# Given problem A
Find every row below that contains the word "house" and copy each of those rows in full.
# Given problem B
Write the next part of the biographical passage on physicist Martin Tajmar below, starting right after its last sentence.

# Source extract
** START **

Martin Tajmar is a physicist and professor for Space Systems at the Dresden University of Technology. He has research interests in advanced space propulsion systems, FEEP thrusters, breakthrough propulsion physics and possible connections between gravity and superconductivity.

Biography 

Tajmar completed his PhD in numerical plasmaphysics at the Vienna University of Technology, Austria, in 1999, and is now an external lecturer for the university. He also published the textbook Advanced Space Propulsion Systems in 2003.

Gravitomagnetism research 

In a 2003 paper, Tajmar proposed that a gravitational effect may explain the long-standing discrepancy between the mass of Cooper pairs first measured in superconductors by Janet Tate et al. and the theoretically-expected value.

In 2006 Tajmar and several coworkers announced their claim to have measured a gravitomagnetic version of the frame-dragging effect caused by a superconductor with an accelerating or decelerating spin. As of April 2008, the effect has not yet been observed independently.

** END **

# Listed records
** START **

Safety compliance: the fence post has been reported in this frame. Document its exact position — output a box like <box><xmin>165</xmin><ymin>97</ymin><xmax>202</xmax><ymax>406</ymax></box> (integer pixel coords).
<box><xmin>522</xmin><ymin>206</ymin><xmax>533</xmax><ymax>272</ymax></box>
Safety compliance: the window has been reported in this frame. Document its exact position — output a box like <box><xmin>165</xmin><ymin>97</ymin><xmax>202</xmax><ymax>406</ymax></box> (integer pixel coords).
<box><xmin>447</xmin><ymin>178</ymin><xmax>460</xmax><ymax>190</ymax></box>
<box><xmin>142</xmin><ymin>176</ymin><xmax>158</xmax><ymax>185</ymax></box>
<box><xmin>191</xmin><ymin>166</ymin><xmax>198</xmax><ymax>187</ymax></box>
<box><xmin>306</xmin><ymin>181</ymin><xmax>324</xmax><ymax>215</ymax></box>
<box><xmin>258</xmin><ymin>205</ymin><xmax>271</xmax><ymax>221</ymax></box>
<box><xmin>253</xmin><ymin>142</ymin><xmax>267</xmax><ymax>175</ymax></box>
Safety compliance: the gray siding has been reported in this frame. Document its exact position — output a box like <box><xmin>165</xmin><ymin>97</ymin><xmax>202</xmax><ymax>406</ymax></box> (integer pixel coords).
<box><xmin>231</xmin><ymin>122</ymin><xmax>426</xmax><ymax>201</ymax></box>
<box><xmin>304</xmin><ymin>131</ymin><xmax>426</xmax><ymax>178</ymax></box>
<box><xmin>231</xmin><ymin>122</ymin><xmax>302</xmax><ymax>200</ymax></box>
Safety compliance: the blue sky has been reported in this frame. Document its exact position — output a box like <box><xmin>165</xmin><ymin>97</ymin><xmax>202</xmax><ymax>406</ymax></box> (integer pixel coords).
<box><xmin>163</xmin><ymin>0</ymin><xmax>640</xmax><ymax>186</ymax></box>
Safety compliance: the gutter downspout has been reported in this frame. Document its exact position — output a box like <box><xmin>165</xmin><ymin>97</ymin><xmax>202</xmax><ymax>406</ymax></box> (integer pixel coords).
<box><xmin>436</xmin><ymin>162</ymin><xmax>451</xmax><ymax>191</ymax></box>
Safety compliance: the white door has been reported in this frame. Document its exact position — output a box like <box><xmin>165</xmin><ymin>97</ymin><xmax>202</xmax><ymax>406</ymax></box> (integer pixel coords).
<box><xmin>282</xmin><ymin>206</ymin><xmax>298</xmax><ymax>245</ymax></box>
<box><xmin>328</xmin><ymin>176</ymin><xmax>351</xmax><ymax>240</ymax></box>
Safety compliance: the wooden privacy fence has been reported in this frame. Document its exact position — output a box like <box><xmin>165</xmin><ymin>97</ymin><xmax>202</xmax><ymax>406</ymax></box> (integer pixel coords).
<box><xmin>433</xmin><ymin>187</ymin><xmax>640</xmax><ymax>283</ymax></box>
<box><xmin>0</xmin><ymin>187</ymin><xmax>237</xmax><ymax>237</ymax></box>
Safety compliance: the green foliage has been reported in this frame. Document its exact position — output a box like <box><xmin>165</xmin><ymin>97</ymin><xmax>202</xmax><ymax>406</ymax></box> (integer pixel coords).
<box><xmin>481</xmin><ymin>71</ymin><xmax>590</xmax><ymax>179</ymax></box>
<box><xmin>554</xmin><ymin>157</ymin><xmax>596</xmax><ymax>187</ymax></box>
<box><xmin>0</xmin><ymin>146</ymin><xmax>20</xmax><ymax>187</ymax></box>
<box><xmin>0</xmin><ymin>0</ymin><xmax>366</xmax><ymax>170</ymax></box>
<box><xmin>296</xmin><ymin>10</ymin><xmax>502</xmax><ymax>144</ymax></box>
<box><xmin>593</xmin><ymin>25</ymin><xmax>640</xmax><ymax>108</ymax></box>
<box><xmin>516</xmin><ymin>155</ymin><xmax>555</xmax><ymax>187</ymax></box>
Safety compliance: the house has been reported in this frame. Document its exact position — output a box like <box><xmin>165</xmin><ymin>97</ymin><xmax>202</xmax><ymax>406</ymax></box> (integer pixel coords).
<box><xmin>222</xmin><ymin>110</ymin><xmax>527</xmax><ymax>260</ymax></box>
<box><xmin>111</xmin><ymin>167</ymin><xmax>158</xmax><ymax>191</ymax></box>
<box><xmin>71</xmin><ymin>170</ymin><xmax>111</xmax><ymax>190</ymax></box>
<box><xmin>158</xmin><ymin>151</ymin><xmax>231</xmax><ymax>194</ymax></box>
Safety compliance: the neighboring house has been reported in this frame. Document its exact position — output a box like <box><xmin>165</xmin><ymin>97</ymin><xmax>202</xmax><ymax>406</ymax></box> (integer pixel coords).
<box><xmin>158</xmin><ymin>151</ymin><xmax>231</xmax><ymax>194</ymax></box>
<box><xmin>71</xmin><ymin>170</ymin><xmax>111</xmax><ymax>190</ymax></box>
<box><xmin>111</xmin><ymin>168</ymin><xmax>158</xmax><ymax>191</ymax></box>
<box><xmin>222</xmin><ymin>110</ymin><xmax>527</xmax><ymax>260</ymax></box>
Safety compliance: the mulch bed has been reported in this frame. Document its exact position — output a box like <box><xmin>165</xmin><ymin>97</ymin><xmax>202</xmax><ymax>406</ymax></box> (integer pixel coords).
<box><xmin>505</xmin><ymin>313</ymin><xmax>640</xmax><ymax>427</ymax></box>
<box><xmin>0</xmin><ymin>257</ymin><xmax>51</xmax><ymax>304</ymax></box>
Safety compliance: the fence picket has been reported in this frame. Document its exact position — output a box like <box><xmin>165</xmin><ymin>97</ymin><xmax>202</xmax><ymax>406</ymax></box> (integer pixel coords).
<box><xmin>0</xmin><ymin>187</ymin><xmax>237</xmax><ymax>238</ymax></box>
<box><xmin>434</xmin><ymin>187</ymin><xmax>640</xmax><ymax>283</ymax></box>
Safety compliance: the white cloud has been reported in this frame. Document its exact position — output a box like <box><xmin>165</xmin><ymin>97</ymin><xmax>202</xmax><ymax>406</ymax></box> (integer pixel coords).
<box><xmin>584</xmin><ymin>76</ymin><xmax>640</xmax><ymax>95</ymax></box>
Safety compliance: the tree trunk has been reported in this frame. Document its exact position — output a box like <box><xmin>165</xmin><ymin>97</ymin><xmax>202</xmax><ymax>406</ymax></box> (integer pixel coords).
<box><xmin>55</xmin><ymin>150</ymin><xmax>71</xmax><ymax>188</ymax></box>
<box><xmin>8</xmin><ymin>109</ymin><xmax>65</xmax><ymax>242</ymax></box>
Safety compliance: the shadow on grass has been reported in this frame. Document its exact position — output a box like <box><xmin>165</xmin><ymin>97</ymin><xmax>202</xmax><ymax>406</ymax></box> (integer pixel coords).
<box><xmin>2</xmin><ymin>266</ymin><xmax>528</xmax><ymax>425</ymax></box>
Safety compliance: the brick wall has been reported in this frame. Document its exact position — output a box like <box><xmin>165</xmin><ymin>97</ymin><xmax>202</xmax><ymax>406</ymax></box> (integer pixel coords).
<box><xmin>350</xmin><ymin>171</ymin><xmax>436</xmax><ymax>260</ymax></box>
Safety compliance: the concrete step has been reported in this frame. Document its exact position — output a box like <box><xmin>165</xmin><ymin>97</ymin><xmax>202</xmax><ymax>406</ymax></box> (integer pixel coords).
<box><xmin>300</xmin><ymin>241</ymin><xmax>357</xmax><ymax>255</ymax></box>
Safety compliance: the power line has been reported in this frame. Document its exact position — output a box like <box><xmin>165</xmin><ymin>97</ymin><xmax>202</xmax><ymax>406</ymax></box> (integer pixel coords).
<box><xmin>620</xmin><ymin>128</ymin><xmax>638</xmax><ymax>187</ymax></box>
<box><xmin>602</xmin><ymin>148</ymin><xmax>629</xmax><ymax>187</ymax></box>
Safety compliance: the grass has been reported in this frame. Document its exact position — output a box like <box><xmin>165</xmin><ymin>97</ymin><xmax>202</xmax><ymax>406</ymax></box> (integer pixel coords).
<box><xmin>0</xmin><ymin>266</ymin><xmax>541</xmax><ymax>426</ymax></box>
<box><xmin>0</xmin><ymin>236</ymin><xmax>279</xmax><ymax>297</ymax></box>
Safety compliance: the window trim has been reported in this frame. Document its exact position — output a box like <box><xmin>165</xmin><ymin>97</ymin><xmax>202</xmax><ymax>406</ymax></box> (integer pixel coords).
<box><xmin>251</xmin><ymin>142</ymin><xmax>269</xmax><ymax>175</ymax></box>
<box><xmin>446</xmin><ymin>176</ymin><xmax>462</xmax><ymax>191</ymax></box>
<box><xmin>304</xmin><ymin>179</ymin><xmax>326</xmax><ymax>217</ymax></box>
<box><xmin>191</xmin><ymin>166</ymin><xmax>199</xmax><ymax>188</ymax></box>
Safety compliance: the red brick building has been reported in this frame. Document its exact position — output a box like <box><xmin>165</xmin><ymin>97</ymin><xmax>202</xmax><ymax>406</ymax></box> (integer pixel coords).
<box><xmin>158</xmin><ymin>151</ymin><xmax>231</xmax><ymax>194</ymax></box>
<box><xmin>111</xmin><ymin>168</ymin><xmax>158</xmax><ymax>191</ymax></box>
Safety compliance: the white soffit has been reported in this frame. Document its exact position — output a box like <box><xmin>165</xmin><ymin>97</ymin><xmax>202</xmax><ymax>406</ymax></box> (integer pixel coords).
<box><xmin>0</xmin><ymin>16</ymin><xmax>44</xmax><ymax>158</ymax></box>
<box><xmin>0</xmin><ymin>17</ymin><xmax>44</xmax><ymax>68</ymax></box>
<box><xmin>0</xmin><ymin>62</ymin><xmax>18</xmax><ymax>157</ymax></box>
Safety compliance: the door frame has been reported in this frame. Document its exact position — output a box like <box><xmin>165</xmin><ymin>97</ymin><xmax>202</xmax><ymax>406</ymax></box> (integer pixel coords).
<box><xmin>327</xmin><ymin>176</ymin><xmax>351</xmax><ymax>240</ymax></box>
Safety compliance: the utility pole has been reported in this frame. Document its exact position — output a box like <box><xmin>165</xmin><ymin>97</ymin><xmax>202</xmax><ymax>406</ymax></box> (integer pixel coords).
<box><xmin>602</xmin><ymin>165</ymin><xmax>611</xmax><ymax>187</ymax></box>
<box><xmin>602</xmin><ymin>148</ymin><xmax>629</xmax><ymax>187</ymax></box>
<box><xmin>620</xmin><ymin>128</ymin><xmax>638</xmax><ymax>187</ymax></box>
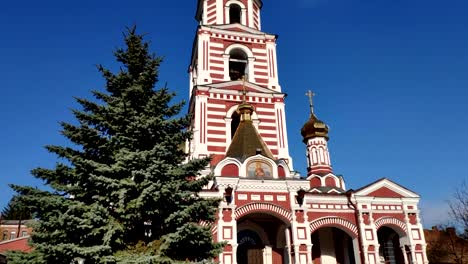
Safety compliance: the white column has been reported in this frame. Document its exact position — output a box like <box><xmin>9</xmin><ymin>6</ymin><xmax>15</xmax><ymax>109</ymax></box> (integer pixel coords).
<box><xmin>202</xmin><ymin>0</ymin><xmax>208</xmax><ymax>25</ymax></box>
<box><xmin>223</xmin><ymin>6</ymin><xmax>231</xmax><ymax>24</ymax></box>
<box><xmin>247</xmin><ymin>57</ymin><xmax>255</xmax><ymax>83</ymax></box>
<box><xmin>216</xmin><ymin>0</ymin><xmax>224</xmax><ymax>25</ymax></box>
<box><xmin>223</xmin><ymin>54</ymin><xmax>231</xmax><ymax>81</ymax></box>
<box><xmin>284</xmin><ymin>228</ymin><xmax>291</xmax><ymax>264</ymax></box>
<box><xmin>263</xmin><ymin>246</ymin><xmax>273</xmax><ymax>264</ymax></box>
<box><xmin>241</xmin><ymin>8</ymin><xmax>251</xmax><ymax>26</ymax></box>
<box><xmin>244</xmin><ymin>0</ymin><xmax>254</xmax><ymax>28</ymax></box>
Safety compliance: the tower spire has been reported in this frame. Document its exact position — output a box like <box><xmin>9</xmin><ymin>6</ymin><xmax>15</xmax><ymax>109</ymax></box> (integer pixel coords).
<box><xmin>301</xmin><ymin>90</ymin><xmax>332</xmax><ymax>176</ymax></box>
<box><xmin>306</xmin><ymin>90</ymin><xmax>315</xmax><ymax>116</ymax></box>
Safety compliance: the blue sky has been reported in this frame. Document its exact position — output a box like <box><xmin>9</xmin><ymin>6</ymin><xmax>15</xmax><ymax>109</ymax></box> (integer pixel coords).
<box><xmin>0</xmin><ymin>0</ymin><xmax>468</xmax><ymax>226</ymax></box>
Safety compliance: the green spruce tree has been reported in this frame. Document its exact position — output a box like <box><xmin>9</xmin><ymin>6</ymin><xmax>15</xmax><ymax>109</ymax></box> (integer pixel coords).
<box><xmin>9</xmin><ymin>28</ymin><xmax>221</xmax><ymax>264</ymax></box>
<box><xmin>0</xmin><ymin>195</ymin><xmax>33</xmax><ymax>222</ymax></box>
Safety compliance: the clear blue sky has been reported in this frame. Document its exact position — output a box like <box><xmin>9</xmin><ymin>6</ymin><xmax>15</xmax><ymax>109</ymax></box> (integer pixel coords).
<box><xmin>0</xmin><ymin>0</ymin><xmax>468</xmax><ymax>226</ymax></box>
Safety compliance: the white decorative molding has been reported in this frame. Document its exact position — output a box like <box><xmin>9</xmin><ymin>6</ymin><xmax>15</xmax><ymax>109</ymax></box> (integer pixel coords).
<box><xmin>310</xmin><ymin>217</ymin><xmax>358</xmax><ymax>238</ymax></box>
<box><xmin>235</xmin><ymin>203</ymin><xmax>292</xmax><ymax>222</ymax></box>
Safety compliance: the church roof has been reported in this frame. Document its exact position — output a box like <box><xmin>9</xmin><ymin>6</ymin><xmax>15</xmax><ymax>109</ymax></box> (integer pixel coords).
<box><xmin>226</xmin><ymin>120</ymin><xmax>274</xmax><ymax>160</ymax></box>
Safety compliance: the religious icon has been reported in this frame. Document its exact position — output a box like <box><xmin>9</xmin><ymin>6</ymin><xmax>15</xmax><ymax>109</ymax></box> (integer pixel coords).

** END **

# Exercise result A
Safety compliance: the house has been reported in this frame. Document its exact position — output a box like <box><xmin>165</xmin><ymin>97</ymin><xmax>202</xmax><ymax>406</ymax></box> (integer pixel coords).
Safety compliance: the neighboring house has been reported in this frame. Document its exact position — output a box like <box><xmin>165</xmin><ymin>97</ymin><xmax>202</xmax><ymax>406</ymax></box> (integer pixel coords).

# Exercise result B
In February 2008 Tajmar filed an international patent application for a "Process for the generation of a gravitational field and a gravitational field generator."

In June 2008, Tajmar reported a new phenomenon suggesting that signals could be induced in a gyroscope resulting from a new property of rotating low-temperature helium. He also reported that because the rings in the experiment were accelerated pneumatically, and not with high acceleration, the earlier reported results could not be discounted. His further research suggests the anomaly may indeed be coming from liquid helium in the setup.

Awards 
 2001: ARC-Award of the Austrian Research Centers, first prize in the category Science
 2001 and 2000: “Window on Science” Award of the US Air Force
 1999: Promotion through the program „International Communication“ of the Austrian Research Promotion Agency

References

External links 
 Coupling of Electromagnetism and Gravitation in the Weak Field Approximation: 
 3 Mar 2000, arxiv.org: Coupling of Gravitation and Electromagnetism in the Weak Field Approximation, M. Tajmar, C. de Matos
 Towards a new test of general relativity?, (Tajmar gravimagnetic field experiment) European Space Agency News, 2006-03-23
 Measurement of Gravitomagnetic and Acceleration Fields Around Rotating Superconductors 
Gravity's secret, New Scientist, 2006-11-11

Austrian physicists
Anti-gravity
Year of birth missing (living people)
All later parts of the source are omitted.